##### Supplied information #####

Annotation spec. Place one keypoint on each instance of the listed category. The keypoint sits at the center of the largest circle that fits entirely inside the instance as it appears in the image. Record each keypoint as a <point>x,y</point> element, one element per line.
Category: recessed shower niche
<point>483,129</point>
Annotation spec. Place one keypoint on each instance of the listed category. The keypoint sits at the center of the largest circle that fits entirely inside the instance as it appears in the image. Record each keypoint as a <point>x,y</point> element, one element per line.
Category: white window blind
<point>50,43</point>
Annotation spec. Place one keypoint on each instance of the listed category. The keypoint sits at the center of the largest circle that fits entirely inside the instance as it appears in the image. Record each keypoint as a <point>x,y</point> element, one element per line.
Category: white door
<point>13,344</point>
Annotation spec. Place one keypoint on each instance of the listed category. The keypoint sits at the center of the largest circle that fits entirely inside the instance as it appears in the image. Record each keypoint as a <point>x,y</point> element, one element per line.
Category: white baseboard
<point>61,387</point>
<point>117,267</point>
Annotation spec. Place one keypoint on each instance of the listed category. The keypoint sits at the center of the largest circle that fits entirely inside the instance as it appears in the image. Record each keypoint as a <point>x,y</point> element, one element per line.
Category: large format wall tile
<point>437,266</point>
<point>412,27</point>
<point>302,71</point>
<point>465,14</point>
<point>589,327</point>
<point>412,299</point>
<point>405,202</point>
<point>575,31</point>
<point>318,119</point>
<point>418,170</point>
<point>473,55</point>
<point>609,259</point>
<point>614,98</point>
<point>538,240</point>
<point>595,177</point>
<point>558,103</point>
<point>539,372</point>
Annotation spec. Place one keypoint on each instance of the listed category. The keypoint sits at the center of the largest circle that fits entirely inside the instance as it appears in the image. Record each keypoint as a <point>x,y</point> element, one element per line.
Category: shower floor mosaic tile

#####

• _What needs to be done_: Please repeat the data above verbatim, all of it.

• _Response box_:
Annotation spec. Place one keypoint on each instance of the listed category. The keypoint sits at the center of the largest circle that fits entirely inside the instance as it appears in the image. Record each keypoint as a <point>x,y</point> element, one element per line.
Category: recessed shower niche
<point>483,129</point>
Annotation spec. Place one keypoint on each instance of the listed category. The keypoint sits at the center of the largest circle that fits entirely inside the instance as it appears in the image. Record each keypoint as a <point>x,y</point> element, one element per line.
Category: white window blind
<point>50,43</point>
Annotation spec. Place one keypoint on each instance of the listed category. The keypoint sits at the center of the largest circle that fits entirely inside the instance as it appears in the image. Record each keypoint as a <point>x,y</point> element, one element per line.
Category: white door
<point>13,344</point>
Annotation spec. Place one keypoint on each instance of the listed category. The keypoint sits at the center of the largest circle that fits entirely inside the instance as it appears in the image. Record each keypoint as a <point>x,y</point> element, one element per line.
Category: white baseboard
<point>61,387</point>
<point>117,267</point>
Annotation spec. Place one keypoint on each instance of the listed category. The keypoint sits at the center of the largest circle that fits entirely inside the instance as it appears in the image. Record each keypoint as a <point>x,y</point> element, one element per line.
Category: large format wall tile
<point>437,266</point>
<point>412,27</point>
<point>302,71</point>
<point>465,14</point>
<point>589,327</point>
<point>412,299</point>
<point>405,202</point>
<point>575,31</point>
<point>318,119</point>
<point>418,170</point>
<point>473,55</point>
<point>609,259</point>
<point>614,98</point>
<point>538,240</point>
<point>595,177</point>
<point>558,103</point>
<point>539,372</point>
Annotation spec. Place one keypoint on each instance of the listed category. The keypoint sits at the center of the largest circle that fits entirely inside the instance as it appears in the image. Record each keypoint as a <point>x,y</point> element, one element per line.
Category: shower floor mosaic tile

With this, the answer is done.